*** Block opens ***
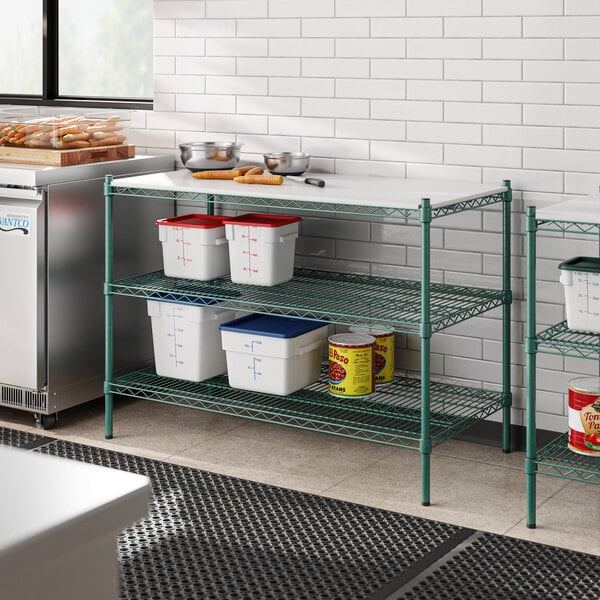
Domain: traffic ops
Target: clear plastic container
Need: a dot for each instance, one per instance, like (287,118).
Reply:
(62,131)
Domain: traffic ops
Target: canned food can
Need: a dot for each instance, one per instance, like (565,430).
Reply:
(384,352)
(584,415)
(351,365)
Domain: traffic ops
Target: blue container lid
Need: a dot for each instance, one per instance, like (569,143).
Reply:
(590,264)
(271,325)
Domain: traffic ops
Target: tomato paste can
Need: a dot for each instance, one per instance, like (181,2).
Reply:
(384,352)
(351,365)
(584,415)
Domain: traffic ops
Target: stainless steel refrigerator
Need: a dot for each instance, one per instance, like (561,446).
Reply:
(52,275)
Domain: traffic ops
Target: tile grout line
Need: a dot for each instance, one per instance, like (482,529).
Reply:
(414,575)
(43,441)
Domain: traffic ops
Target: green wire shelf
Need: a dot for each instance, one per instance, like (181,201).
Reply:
(559,339)
(337,297)
(390,416)
(567,227)
(555,459)
(305,205)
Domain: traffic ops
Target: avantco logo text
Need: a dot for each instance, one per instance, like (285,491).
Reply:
(15,224)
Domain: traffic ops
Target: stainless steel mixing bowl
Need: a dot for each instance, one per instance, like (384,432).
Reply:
(287,163)
(204,156)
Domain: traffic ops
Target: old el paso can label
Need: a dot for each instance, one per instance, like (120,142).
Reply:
(351,364)
(584,415)
(384,353)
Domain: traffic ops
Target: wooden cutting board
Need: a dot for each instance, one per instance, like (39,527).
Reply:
(65,158)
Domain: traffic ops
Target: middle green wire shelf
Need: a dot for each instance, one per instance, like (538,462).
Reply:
(337,297)
(390,416)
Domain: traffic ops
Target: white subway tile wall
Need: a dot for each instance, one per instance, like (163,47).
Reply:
(477,90)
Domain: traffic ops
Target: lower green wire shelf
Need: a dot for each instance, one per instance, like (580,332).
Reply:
(389,416)
(557,460)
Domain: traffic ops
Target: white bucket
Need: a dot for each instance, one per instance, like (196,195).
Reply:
(580,277)
(194,246)
(259,361)
(187,340)
(261,248)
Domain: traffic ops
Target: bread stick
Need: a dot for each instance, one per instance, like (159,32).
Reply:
(263,179)
(255,171)
(242,170)
(226,174)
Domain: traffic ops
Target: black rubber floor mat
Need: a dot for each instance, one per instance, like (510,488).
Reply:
(496,567)
(14,437)
(214,537)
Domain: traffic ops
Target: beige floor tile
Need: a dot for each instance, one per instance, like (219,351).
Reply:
(472,485)
(570,519)
(491,455)
(463,492)
(143,424)
(17,419)
(254,459)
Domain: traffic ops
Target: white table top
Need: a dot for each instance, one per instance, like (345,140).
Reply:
(45,498)
(386,192)
(581,210)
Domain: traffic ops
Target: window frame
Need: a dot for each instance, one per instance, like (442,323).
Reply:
(50,95)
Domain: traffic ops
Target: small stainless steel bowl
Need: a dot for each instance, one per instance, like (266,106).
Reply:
(287,163)
(205,156)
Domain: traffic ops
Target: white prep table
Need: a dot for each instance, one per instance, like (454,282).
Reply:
(59,519)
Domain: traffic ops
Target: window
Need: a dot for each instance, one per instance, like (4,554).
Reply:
(91,53)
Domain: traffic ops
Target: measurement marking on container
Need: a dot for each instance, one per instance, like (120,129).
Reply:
(177,313)
(250,254)
(182,258)
(255,372)
(251,345)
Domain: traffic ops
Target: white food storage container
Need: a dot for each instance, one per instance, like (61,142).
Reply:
(580,277)
(261,248)
(194,246)
(187,340)
(273,354)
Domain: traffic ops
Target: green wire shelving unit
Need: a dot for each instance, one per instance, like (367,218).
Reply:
(410,413)
(554,459)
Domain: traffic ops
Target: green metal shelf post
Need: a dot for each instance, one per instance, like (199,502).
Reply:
(108,307)
(425,334)
(506,316)
(530,350)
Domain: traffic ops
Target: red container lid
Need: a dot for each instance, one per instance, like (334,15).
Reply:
(201,221)
(261,220)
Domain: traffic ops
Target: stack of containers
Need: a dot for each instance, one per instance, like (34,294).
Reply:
(580,277)
(186,337)
(192,341)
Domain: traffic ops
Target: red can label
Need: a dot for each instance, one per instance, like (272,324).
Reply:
(584,422)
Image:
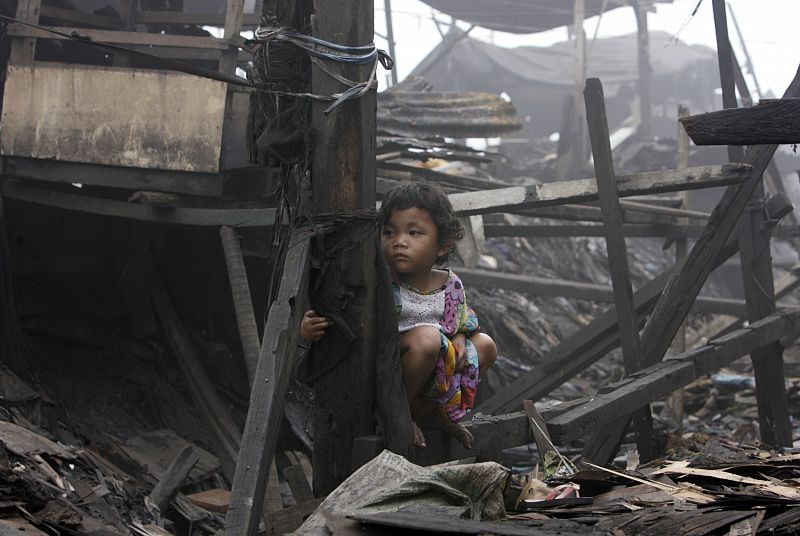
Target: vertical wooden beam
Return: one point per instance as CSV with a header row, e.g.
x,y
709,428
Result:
x,y
579,111
234,15
387,5
681,249
645,71
242,300
11,348
756,262
616,249
268,397
343,180
24,49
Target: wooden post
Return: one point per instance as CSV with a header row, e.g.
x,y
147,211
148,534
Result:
x,y
343,180
23,50
242,300
756,262
10,334
579,110
681,249
617,252
643,51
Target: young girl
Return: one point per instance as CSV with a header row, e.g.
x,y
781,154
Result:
x,y
442,351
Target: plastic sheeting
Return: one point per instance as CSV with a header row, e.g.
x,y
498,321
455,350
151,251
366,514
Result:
x,y
390,483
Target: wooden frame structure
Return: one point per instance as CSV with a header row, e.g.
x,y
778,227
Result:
x,y
660,306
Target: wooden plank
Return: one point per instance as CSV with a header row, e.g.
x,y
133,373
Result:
x,y
668,211
113,116
58,171
296,477
24,50
242,300
584,213
262,217
543,286
268,397
770,122
657,230
343,180
419,523
121,38
191,18
658,380
81,18
177,472
756,261
518,198
627,320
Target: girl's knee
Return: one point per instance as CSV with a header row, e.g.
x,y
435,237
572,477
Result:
x,y
422,340
486,348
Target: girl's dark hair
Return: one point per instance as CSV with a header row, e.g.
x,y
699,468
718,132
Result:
x,y
430,197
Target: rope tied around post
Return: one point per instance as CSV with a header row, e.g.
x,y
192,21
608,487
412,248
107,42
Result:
x,y
319,52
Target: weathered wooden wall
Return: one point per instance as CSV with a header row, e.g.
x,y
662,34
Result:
x,y
133,118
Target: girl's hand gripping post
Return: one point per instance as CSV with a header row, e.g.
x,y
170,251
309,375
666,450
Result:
x,y
313,326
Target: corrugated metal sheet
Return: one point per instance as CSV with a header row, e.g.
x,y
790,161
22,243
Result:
x,y
449,114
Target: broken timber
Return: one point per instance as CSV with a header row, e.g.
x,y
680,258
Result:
x,y
680,291
267,399
770,122
571,420
518,198
599,337
659,380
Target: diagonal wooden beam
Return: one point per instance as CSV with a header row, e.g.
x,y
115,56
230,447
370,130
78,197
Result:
x,y
682,289
267,399
519,198
773,121
756,261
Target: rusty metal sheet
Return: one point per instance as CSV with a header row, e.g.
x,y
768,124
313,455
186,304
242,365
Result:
x,y
122,117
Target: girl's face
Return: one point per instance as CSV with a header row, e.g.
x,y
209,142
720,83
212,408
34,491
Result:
x,y
410,244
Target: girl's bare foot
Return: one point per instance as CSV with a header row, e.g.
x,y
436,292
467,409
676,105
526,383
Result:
x,y
419,438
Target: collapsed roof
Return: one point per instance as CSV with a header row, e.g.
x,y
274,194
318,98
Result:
x,y
538,78
522,16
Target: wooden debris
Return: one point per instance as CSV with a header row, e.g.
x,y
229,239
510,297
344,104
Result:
x,y
173,477
216,500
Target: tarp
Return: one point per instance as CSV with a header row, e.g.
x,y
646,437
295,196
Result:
x,y
520,16
538,79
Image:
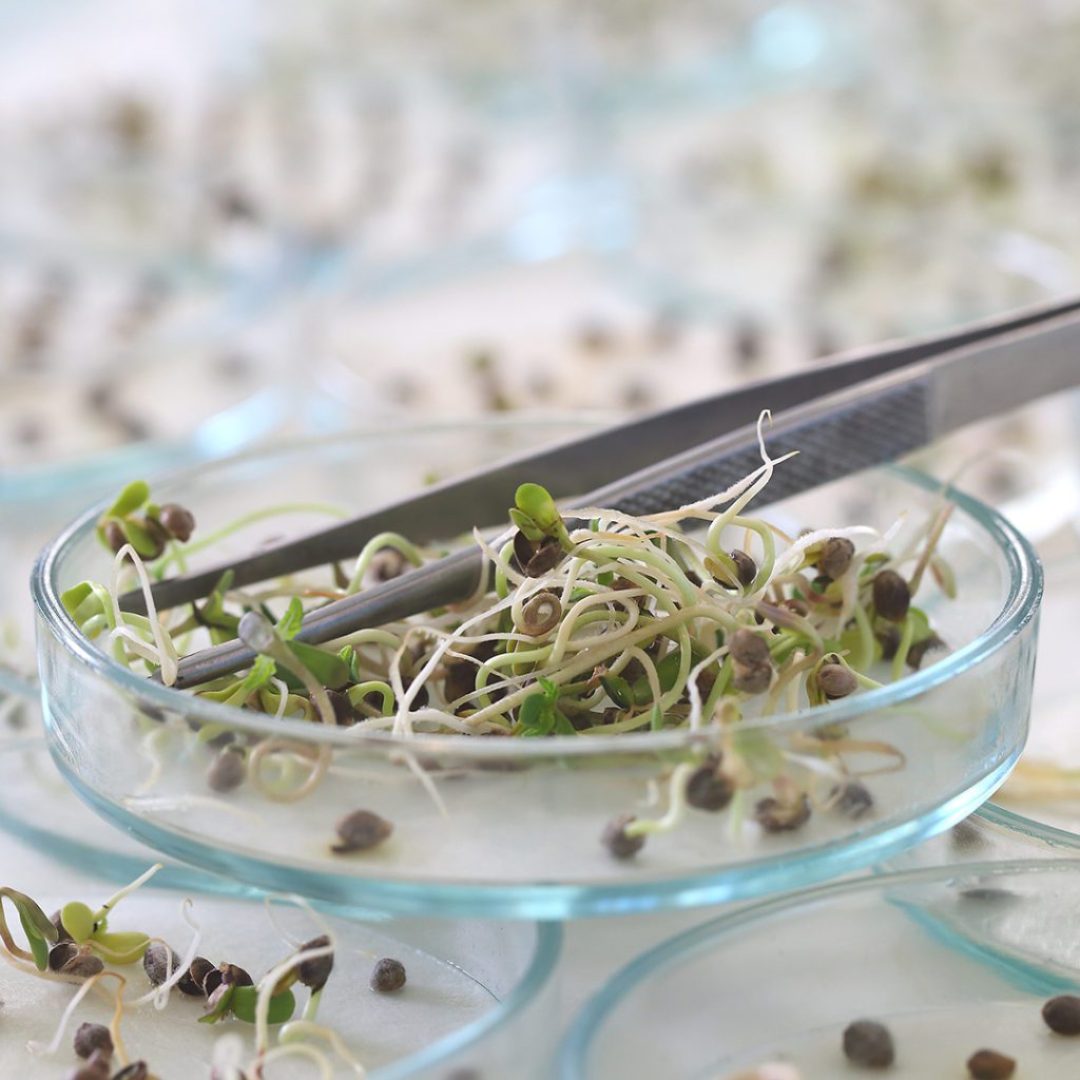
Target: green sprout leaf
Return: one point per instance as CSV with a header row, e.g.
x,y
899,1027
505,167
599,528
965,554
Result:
x,y
130,499
121,947
328,669
289,623
245,1000
140,539
37,926
221,1009
78,920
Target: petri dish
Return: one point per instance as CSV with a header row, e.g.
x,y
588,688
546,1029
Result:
x,y
960,725
950,959
476,994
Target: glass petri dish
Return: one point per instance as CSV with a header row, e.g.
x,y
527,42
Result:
x,y
950,959
476,993
960,725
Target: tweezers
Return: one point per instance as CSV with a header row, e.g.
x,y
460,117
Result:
x,y
860,409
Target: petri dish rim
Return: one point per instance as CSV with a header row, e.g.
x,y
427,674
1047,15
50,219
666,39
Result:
x,y
1021,605
571,1058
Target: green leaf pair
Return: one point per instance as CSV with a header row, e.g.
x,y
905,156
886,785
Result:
x,y
85,928
242,1001
37,926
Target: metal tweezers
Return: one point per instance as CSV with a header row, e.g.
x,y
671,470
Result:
x,y
860,409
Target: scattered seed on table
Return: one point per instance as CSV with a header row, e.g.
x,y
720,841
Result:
x,y
388,975
869,1044
93,1037
1062,1014
191,983
160,962
361,831
745,567
617,841
313,973
990,1065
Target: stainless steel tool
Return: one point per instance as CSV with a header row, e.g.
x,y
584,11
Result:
x,y
861,409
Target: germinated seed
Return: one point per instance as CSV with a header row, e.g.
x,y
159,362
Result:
x,y
361,831
709,788
177,521
541,613
1062,1014
869,1044
192,981
228,770
91,1037
137,1070
389,975
782,815
313,973
82,964
990,1065
745,567
616,839
159,962
836,680
748,648
891,595
751,678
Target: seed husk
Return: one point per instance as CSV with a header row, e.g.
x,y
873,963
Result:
x,y
115,536
891,595
159,961
93,1037
745,567
835,557
361,831
541,613
228,770
1062,1014
388,975
852,799
990,1065
709,788
177,521
616,839
752,678
191,983
536,558
748,648
96,1068
82,963
869,1044
782,815
137,1070
836,680
61,953
314,973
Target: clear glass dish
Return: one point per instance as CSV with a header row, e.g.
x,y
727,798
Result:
x,y
960,724
478,995
949,959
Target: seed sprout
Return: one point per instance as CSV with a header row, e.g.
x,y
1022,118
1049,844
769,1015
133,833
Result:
x,y
588,623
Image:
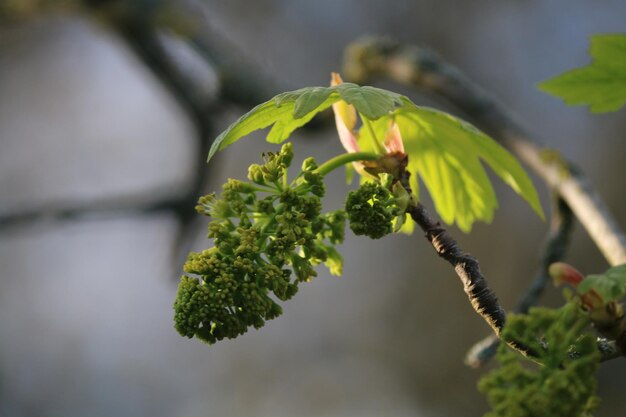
*** Block closes ***
— WHAT TO PRODUCE —
Please tally every line of the material above that has the string "glass", and write only the total.

— SOLUTION FOR THIS PROBLEM —
2